#### Document extract ####
When I got home that night (Tuesday), I came home to find that he had packed a bag again of clothes and toiletries for himself... I was absolutely devastated. How could he do that to me again after only a few weeks of being home? And how could he do that having told me that we were okay just hours earlier (I know he had already been home and packed his bag by then). Why couldn't he have told me in person or even left a note? It was horrible, and I just cried and cried.

Wednesday, he fell off the face of the planet. He didn't show up at the job site all day, the guys at the job site couldn't reach him, etc. I did not call him at all or see him either. I snooped to see if his car was at OW's house but never found it (doesn't mean I just didn't see it). He didn't come home that night either.

Thursday morning I ran into him at the job site. I asked if he was okay and he said yes. I asked if he felt like talking that day, and he said maybe we could grab lunch. I asked him if we were okay, and he laughed. I asked him why he was laughing, and he said that that was all he could do at this point. But he did say that we were okay.

Things got hectic and we didn't end up having a talk at lunch, but we did talk for a little while over the phone in the afternoon. I told him my thoughts about us taking things too fast and that I wondered if he would be open to us slowing things down and just working on being friends for now and working on the R once some healing had taken place. He said that might be better than what we did. He said he was just sorting through his feelings and thinking about the last couple of weeks and few months and few years. We left the conversation at that. I asked him if he was coming home that night (Thursday), and he said he didn't know (when I knew meant no). And he didn't. I snooped again and didn't see his car at her house. Yesterday when I went to our office it looked as if he had slept there, but I had gone to the office at about 1:30 in the morning (snooping), and he wasn't there then.

Before I finish the story, I DO know that snooping is very bad for me to be doing. I had stopped doing that a few weeks into January before, and I felt so much better. But I guess it was easier back then because I knew he was staying with her the majority of the time, so there was no mystery in it. And it just hurt to have any sort of visual verification of that, so I gave it up and felt a lot better.
####
__Tasks to complete__:
1. In the personal account, what reason did he give when asked why he was laughing?
2. Duplicate the part of the personal account starting at "Wednesday, he fell" and ending at "we were okay.".
The listing comes from a separate source.
#### Stored records ####
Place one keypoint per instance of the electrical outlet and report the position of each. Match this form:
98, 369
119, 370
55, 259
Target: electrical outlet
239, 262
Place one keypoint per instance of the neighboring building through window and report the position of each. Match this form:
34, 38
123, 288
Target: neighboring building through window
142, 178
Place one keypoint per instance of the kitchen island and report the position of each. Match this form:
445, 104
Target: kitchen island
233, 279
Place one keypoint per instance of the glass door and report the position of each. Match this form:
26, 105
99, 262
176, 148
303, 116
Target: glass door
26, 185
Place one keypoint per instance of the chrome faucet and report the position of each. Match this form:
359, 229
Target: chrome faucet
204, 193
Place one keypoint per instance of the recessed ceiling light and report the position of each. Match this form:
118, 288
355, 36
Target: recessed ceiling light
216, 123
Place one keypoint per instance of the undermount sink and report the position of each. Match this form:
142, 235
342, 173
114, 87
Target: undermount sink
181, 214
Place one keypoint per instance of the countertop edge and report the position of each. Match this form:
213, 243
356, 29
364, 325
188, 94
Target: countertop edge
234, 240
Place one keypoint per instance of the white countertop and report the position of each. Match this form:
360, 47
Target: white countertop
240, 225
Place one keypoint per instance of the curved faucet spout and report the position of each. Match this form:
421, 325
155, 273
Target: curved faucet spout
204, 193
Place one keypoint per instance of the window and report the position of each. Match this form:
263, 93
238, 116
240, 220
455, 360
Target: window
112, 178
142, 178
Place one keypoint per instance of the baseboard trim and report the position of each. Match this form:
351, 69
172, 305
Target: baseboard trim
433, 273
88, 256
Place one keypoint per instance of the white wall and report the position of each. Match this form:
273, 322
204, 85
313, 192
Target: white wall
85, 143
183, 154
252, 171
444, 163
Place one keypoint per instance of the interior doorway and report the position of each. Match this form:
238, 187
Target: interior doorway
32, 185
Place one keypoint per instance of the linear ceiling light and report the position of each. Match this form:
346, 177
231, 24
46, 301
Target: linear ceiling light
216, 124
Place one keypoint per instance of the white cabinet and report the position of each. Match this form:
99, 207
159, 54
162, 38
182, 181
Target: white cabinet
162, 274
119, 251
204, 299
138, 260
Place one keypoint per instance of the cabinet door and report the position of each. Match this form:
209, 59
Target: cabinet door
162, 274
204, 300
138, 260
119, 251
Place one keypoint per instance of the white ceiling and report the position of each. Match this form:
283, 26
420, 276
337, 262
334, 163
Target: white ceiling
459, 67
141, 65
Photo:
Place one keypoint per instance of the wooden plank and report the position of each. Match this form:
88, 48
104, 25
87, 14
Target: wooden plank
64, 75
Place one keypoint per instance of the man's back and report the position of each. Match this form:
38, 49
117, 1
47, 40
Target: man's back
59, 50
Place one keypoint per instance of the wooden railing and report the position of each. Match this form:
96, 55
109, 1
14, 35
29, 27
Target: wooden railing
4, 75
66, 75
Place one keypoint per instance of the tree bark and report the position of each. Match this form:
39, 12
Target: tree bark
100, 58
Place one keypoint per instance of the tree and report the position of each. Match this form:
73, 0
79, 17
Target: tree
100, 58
####
#### Stored records ####
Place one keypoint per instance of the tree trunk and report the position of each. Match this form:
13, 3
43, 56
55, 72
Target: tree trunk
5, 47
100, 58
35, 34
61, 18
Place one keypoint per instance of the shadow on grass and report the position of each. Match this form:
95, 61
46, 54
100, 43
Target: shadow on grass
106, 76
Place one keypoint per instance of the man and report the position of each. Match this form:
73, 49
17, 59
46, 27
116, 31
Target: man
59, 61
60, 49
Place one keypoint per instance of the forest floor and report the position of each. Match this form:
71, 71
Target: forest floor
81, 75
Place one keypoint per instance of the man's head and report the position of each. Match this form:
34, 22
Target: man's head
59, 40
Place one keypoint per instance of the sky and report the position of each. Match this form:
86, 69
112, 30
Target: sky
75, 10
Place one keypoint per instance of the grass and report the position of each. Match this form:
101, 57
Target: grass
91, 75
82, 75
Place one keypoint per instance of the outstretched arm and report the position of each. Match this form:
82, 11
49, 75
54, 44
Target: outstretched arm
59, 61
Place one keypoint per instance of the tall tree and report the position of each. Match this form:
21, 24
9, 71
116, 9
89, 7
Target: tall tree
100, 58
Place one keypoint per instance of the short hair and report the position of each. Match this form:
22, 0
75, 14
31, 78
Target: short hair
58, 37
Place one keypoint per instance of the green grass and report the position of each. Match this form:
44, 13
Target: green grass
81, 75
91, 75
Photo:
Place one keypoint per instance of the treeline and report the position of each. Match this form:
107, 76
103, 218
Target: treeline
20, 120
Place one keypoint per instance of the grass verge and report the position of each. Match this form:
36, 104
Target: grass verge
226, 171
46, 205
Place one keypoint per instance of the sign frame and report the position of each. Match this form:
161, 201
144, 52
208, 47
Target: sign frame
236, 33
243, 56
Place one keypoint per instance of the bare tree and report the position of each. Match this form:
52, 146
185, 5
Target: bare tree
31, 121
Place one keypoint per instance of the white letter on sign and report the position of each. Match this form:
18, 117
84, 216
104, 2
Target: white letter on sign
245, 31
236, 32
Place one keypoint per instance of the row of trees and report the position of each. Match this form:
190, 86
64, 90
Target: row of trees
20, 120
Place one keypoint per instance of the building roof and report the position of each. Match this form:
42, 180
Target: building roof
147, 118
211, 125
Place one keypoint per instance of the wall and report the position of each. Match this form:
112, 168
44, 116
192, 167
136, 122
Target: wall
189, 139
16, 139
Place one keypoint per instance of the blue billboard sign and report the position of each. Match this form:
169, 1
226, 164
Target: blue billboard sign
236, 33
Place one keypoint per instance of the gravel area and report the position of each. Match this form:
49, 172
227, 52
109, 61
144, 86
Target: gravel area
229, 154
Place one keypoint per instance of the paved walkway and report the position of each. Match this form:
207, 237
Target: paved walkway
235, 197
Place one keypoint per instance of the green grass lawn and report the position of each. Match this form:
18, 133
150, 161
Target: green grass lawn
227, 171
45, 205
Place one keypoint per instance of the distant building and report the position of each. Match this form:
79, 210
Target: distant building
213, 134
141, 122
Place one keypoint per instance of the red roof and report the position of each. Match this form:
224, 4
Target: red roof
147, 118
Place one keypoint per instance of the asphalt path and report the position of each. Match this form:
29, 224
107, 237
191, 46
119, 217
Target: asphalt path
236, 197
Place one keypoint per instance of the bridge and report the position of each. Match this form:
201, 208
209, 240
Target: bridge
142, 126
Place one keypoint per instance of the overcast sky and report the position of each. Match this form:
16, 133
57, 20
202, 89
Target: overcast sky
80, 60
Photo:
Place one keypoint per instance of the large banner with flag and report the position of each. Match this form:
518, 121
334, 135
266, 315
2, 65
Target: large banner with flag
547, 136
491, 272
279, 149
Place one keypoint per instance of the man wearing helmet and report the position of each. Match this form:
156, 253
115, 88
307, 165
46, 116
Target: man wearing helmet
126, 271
####
#### Stored records ####
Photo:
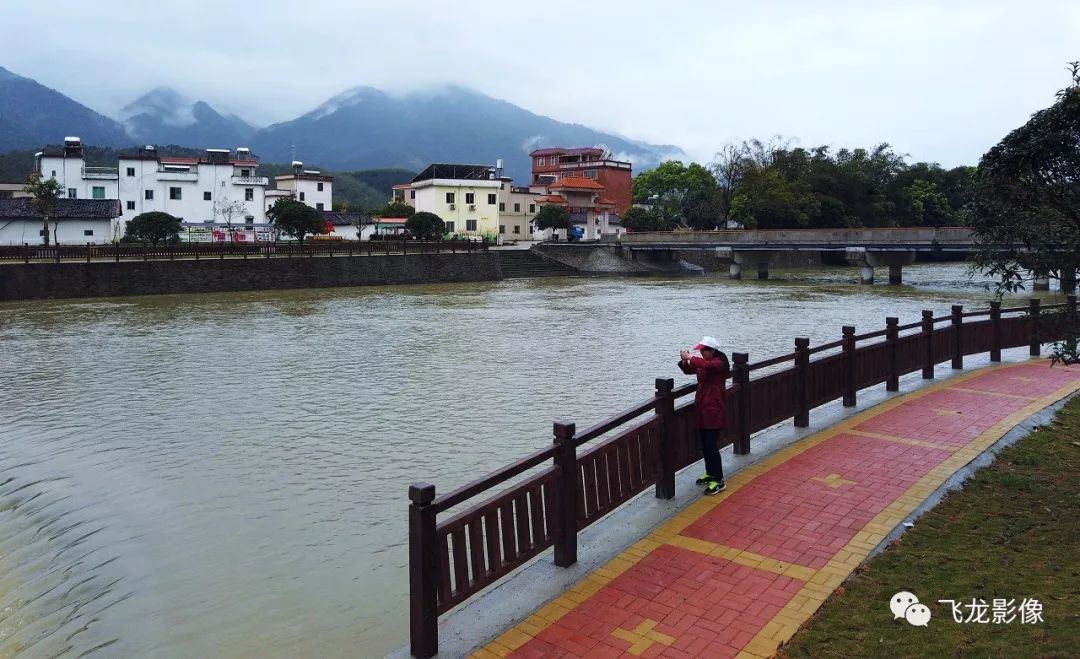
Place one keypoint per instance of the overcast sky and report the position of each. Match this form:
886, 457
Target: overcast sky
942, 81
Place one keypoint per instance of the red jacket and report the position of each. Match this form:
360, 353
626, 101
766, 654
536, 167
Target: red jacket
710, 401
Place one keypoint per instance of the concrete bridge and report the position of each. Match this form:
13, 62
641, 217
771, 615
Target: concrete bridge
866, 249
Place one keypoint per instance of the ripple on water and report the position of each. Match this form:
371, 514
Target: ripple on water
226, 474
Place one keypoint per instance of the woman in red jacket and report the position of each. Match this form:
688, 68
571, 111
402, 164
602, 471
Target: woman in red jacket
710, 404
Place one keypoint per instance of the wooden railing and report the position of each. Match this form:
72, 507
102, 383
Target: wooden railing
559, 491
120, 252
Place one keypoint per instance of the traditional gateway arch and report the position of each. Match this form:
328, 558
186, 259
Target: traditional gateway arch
####
__Solved tasks__:
1. He said that laughing was all he could do at this point.

2.
Wednesday, he fell off the face of the planet. He didn't show up at the job site all day, the guys at the job site couldn't reach him, etc. I did not call him at all or see him either. I snooped to see if his car was at OW's house but never found it (doesn't mean I just didn't see it). He didn't come home that night either.

Thursday morning I ran into him at the job site. I asked if he was okay and he said yes. I asked if he felt like talking that day, and he said maybe we could grab lunch. I asked him if we were okay, and he laughed. I asked him why he was laughing, and he said that that was all he could do at this point. But he did say that we were okay.